Natural-language object grounding data:
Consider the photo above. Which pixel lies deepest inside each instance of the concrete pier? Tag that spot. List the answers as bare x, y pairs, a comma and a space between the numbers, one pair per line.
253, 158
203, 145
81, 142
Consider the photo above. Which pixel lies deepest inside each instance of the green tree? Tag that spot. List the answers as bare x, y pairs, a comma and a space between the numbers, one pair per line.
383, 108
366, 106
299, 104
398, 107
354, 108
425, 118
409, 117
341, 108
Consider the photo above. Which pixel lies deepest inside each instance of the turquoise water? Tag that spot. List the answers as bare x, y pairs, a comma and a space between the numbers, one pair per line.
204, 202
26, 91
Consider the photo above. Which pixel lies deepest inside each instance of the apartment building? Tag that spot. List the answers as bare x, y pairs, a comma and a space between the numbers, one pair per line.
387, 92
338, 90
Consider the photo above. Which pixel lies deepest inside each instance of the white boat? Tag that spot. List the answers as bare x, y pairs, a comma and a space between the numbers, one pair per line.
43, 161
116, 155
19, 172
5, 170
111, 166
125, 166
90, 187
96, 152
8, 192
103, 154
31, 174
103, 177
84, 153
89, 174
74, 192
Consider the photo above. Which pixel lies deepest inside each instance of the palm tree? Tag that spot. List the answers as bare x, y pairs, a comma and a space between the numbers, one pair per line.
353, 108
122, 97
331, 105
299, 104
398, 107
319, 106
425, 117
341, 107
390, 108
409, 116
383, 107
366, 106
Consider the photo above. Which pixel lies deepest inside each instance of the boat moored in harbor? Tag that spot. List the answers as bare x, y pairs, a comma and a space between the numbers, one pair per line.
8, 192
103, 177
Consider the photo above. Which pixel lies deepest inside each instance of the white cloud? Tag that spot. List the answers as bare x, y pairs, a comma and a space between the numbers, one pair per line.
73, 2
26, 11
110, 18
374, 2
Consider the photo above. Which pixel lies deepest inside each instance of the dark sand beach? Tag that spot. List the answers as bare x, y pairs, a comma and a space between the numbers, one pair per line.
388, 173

ASSIGNMENT — Set down all of the data above, word for word.

OUTPUT OF THE TASK —
Consider the photo above. Which pixel lies deepest inside each instance of the concrete pier? Tag that spot. List the answers as bare x, y pairs, a comma and a space between the numbers, one pair per line.
253, 158
203, 145
81, 142
Consider the photo above. Which pixel lies deepest inside each instance of the green tree? Tag that spot. List the answers as bare x, y pairs, a comma and a space between the numbers, one pair per line.
383, 108
366, 106
299, 104
398, 107
354, 108
425, 118
409, 117
341, 108
Consider the photo above. Which pixel lies deepest inside each instance of the turquoise water? Tag that spot. List the answers as bare x, y pairs, a comma and a space between the numbers, one pair per line.
204, 202
26, 91
Consider the photo above. Which pixel lies deepest inside each instance of the apartment building? Tag that spot. List the answers as bare x, y pairs, a comma and a space between the numbers, one pair per line.
387, 92
338, 90
Consider the photo above. Which pixel lies deepest inside each instance of the white boat? Tag that spot. List the answers as bare x, y pairs, a comma and a space between the numbers, one pair per line.
43, 161
116, 155
19, 172
5, 170
111, 166
125, 166
90, 187
96, 152
8, 192
103, 154
31, 174
103, 177
84, 153
89, 174
74, 192
Consider the photo above. Which pixel lies deepest inside each instance of the palm tree? Tag that spot. List the answers as bare x, y pairs, a comma and a space between the numbers, one pair per line.
353, 108
122, 97
331, 105
299, 104
398, 107
319, 106
425, 117
341, 107
390, 108
409, 116
383, 107
366, 106
Consider the photo above. Which pixel lies deepest inside each instance of the boat moored in harbor? Tag that spot. List the answers as bare x, y pairs, a comma and a space between the numbers, one pair per line.
8, 192
103, 177
Consider the photo above. Which pixel lies deepest inside each instance of the white cloud? Tag that spot. List the answers as bare x, y pairs, a comma and a space between the numbers, one pair per line.
73, 2
26, 11
110, 18
374, 2
Consider the photo above. Which pixel lies deepest inside each instance of the dark sand beach? Tag that spot. List the answers as bare x, y pairs, a comma and a space between the numbers, one pair per line.
388, 173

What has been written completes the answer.